§ **给定任务**
请把下列全部材料重写一遍，将其中的“photograph”一律改为“image”，其余内容保持原样；回答中不要附带图片。

§ **数据集条目**

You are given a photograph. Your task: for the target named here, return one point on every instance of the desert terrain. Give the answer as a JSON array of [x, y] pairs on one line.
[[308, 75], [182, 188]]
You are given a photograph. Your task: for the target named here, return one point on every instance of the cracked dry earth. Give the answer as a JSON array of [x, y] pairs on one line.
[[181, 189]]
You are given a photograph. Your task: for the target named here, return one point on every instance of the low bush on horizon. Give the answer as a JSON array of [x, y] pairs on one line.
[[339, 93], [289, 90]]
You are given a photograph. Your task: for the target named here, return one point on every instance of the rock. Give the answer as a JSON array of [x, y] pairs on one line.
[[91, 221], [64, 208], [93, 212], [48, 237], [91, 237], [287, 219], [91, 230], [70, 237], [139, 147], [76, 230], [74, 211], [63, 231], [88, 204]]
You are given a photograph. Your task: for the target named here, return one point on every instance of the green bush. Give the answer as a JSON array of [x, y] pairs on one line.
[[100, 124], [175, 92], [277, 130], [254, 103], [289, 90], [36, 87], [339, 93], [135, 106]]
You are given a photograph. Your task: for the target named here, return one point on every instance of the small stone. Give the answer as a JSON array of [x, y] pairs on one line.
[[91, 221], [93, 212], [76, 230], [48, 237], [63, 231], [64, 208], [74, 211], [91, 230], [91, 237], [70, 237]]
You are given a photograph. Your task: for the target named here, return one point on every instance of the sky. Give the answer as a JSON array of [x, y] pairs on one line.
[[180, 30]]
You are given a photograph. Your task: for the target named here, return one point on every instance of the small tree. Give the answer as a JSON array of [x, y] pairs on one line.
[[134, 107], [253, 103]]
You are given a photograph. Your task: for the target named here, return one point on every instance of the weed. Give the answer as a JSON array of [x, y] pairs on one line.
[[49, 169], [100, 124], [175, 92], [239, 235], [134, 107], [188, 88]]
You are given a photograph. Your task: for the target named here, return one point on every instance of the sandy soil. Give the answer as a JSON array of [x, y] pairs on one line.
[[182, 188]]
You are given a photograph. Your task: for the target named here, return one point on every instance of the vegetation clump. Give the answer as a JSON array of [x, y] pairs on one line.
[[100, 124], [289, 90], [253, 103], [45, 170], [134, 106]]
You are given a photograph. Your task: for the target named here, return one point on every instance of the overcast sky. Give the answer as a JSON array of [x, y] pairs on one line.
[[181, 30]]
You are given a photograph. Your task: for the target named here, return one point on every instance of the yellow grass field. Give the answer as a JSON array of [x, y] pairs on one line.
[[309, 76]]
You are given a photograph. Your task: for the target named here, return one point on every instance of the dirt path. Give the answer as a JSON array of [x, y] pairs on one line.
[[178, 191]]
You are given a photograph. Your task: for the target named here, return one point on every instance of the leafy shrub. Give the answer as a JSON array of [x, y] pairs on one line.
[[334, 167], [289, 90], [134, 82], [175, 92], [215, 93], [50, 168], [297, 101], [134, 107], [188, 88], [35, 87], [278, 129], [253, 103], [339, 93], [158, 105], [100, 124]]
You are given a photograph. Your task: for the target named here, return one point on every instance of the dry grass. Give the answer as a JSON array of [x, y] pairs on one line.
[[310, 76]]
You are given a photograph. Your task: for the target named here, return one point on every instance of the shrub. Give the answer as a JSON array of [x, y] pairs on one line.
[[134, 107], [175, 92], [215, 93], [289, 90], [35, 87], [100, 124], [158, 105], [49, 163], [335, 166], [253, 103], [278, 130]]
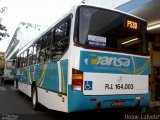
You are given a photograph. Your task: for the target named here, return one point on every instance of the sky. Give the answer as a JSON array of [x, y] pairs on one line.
[[42, 12]]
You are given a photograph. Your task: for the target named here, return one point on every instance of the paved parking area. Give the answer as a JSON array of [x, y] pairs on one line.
[[17, 106]]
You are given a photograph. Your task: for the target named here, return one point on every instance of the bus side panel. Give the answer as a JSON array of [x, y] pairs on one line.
[[52, 85], [77, 101]]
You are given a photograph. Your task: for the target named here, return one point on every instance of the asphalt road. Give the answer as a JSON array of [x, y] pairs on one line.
[[17, 106]]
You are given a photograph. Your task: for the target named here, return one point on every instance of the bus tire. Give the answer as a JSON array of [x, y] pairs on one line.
[[34, 98]]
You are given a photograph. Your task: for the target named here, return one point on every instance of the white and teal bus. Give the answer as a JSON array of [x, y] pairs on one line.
[[92, 58]]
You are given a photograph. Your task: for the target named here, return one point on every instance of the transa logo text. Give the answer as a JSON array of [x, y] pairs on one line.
[[105, 60]]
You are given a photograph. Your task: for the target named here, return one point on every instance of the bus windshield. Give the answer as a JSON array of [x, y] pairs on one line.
[[105, 29]]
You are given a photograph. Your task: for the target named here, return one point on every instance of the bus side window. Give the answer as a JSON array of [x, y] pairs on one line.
[[60, 40], [34, 53], [30, 55], [38, 46]]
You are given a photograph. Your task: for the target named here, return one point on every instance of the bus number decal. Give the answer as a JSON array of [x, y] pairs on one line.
[[119, 86]]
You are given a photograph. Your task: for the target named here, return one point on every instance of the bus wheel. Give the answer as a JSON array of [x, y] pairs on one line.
[[34, 98]]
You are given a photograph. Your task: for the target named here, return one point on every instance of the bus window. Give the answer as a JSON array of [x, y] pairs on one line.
[[30, 55], [60, 40], [114, 32]]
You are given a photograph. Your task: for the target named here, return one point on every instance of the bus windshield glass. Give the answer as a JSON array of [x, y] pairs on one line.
[[105, 29]]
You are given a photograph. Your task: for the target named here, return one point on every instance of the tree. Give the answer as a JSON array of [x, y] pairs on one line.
[[3, 29]]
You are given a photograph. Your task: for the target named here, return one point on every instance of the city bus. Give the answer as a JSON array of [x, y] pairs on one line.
[[92, 58]]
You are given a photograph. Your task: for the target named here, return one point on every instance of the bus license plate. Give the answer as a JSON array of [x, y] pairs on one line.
[[118, 103]]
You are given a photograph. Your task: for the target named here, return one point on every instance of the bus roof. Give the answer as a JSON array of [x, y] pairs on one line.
[[73, 10]]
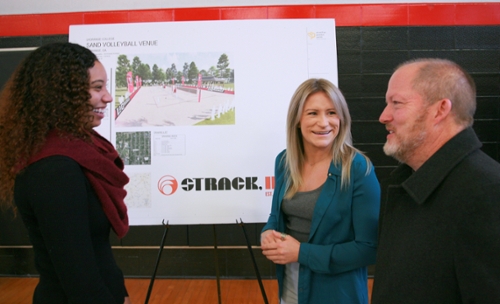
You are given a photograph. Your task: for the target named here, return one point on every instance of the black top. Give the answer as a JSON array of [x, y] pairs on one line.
[[70, 234]]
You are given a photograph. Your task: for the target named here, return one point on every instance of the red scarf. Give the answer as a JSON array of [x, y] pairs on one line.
[[102, 166]]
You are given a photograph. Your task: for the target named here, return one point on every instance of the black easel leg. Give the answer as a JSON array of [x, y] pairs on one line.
[[216, 265], [262, 290], [157, 261]]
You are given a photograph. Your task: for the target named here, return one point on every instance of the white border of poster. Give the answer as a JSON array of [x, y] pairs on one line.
[[200, 109]]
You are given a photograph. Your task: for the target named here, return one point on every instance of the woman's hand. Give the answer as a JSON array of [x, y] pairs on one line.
[[279, 247]]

§ **解答**
You are given a image. Your task: for the target named here, return one point on every instance of the desert terrain. Give the answer as a JSON array of [x, y] pairs on one line.
[[308, 75], [182, 188]]
You are given a image. Your task: for the target named here, return one point on every instance of the cracked dry earth. Give the answer as a JSON array of [x, y] pairs on one line.
[[181, 189]]
You are given a image. Your task: for the target named here, return one point on every instance of the low bush on horizon. Give the answer as a JSON array of [x, y] pairs on one line.
[[339, 93], [289, 90]]
You are given a image. Your task: for the target named here, return one point on every instance of the rock. Give the answer as a JSON array of [x, y] pairs on one line.
[[91, 221], [64, 208], [93, 212], [48, 237], [91, 237], [287, 219], [91, 230], [70, 237], [139, 147], [76, 230], [74, 211], [63, 231], [88, 204]]
You are given a image. Your task: for the target named here, return one point on every instance of the green bush. Give the answer as a JSON array of [x, y] pairs on one line.
[[100, 124], [175, 92], [277, 130], [254, 103], [289, 90], [36, 87], [339, 93], [135, 106]]
You are given a image. Your task: for the target named here, return one point on every instance of the small stone. Give the answer as a JSON array of [x, y] pairs on one line.
[[91, 221], [93, 212], [76, 230], [48, 237], [63, 231], [64, 208], [74, 211], [91, 230], [91, 237], [70, 237]]
You are given a image. Your task: for the target named here, return one point on every instance of the sky. Give the answer as a JSON array of [x, y] pairs on one line.
[[180, 30]]
You are given a image. Your task: for the target named here, return one point on every instance of the small tree. Give the answer as a JSON array of [x, y] pairs on one line.
[[134, 107], [253, 103]]
You are given a image. Your task: for the target named here, return one point on every instance of the weed. Give the answer as a JSON array of [x, y] pairs on one line.
[[49, 169], [100, 124], [175, 92], [239, 235], [134, 107], [188, 88]]
You are given a image. Your task: for the target named here, return one point on every instance of the sandy soil. Give the answer as a JSON array of [x, y] pairs on one line.
[[182, 188]]
You are given a image. Your task: for the target named here, return one point on every instance of the vegetation clump. Give the answer as a JSON array of [x, y] pairs on one line.
[[100, 124], [289, 90], [253, 103], [45, 170], [134, 106]]
You are given a image. Your task: for the target named here, return one point on every instance of the overcast sky. Give the answer as a JSON array of [x, y] pairs on one line.
[[181, 30]]
You are given a image. Your task: for the target named here, return one point on every instance of the yellow grass field. Give the answer as a JSON array of [x, y] pairs on one line.
[[309, 76]]
You are given a image. Your task: for the target named here, return one point on every instance of the dirt path. Give the answer as a JSON array of [x, y] pairs on one line.
[[178, 191]]
You are given a image. Your task: for the target named here, return one point on every instance of the leafy shrub. Give the answer as a JSON array of [x, y] pairs on one line.
[[334, 167], [289, 90], [134, 82], [175, 92], [215, 93], [50, 168], [297, 101], [134, 107], [188, 88], [35, 87], [278, 129], [253, 103], [339, 93], [158, 105], [100, 124]]
You are given a image. Your task: for the target named here, return one point on every instance of the dry grass. Give the answer as a JSON array of [x, y] pairs on one line.
[[310, 76]]
You are given a image. Your task: for the target named here, return one point on every instance of the shrub. Give the answer as a JSON array of [x, y] pairs on one line.
[[134, 107], [175, 92], [215, 93], [289, 90], [35, 87], [100, 124], [158, 105], [49, 163], [335, 166], [253, 103], [278, 130]]
You are given a image. Your task: for the target named here, return one point on every instance of the sky. Give the answer as a JSON array of [x, y] pairs on one line.
[[42, 12]]
You are given a image. Your task: for the target named here, return one point on every instance of the paved parking area. Give the answer as a JSON array of [x, y] pairs on one line.
[[17, 106]]
You are given a image. Your task: for the target named here, return one point on every instance of the bus side panel. Give the answer as a JSON array of [x, y] pairs on one line.
[[52, 85], [77, 101]]
You are given a image. Your task: for the target named here, return one point on every instance of the asphalt road. Give the answer as a JSON array of [x, y] pairs on one line.
[[17, 106]]
You are given a image. Your task: for the target named here, return one point on every instance of the bus tire. Give the answer as a JSON array of [x, y] pairs on one line.
[[34, 98]]
You are given a image. Your task: for the target named here, return one point on every instance of the white and teal bus. Give the answer as a JSON array of [x, y] pairs on one line.
[[92, 58]]
You are given a image. Your task: for the target named here, return one point on every instance of the transa logo text. Give the answer as a JSON array of [x, y] pairs on one line.
[[105, 60]]
You are given a image. Your task: for the target named here, return one point on every instance of the bus windshield. Give the answer as a JSON array of [x, y] pairs on one line.
[[105, 29]]
You are given a image. Your task: for the target named here, return one point on every instance of the bus side window. Give the answer as a JSON array of [x, y] pairs on one line.
[[60, 40], [34, 53], [30, 55], [38, 46]]
You are given a image. Your task: for the target named here, return one point on every instance of the bus number decal. Give the answer as a JSON array of [x, y] pairs on one line.
[[119, 86]]
You are given a image. Your task: for the target named here, return one point on every instance of the bus wheel. Give the answer as a JSON array of [x, y] pairs on one line.
[[34, 98]]
You are given a image. Your task: for the target named here, return one point on every instance of the bus window. Give the answer as a JSON array of [x, y] pairs on one line.
[[30, 55], [60, 40], [114, 32]]
You are given a image. Your task: for the target named here, return one point on every instance of the bus windshield glass. Give the answer as a JSON array of [x, y] pairs on one line.
[[105, 29]]
You are given a image. Your task: for the target named here, return one point on every instance of the tree. Give the answer as a JSON array of [x, y] pairs on one line.
[[3, 29]]
You are given a image. Your task: for the target named here, return one point on every instance of the city bus. Give the answer as a JSON array of [x, y] pairs on one line.
[[92, 58]]
You are given a image. Your task: for the target named here, return one point on every instance of the bus license plate. Give the answer as a JSON array of [x, y] pairs on one line.
[[118, 103]]
You are given a image. Your task: for the target named here, return one point on every instance of the bus roof. Give the answer as a JSON array of [x, y] pairs on one line.
[[73, 10]]
You are given a image. Your task: for the target named here, return one point on every instance of the black top. Give the answer as a JSON array of [x, y] pairs on one line.
[[70, 234]]
You are given a image. Your task: for the target named here, return one point on every instance of the red scarf. Give the answer as a JSON array of [x, y] pairs on one line.
[[102, 166]]
You are given a image. Your task: for the target named here, return one point on every instance of the black easel leg. Give the answer as a JSON array of [x, y] pairs on one line.
[[216, 265], [262, 290], [157, 261]]
You are given a image. Your task: for the target named here, return one point on every instance of the white border of poster. Give the answer as a JSON array of [x, y] pairs on one line.
[[200, 109]]
You are given a image. Your task: for the target named here, return one point on every instance of the woman's hand. Give the answer as a JSON array of [x, y] pairs on one line.
[[279, 247]]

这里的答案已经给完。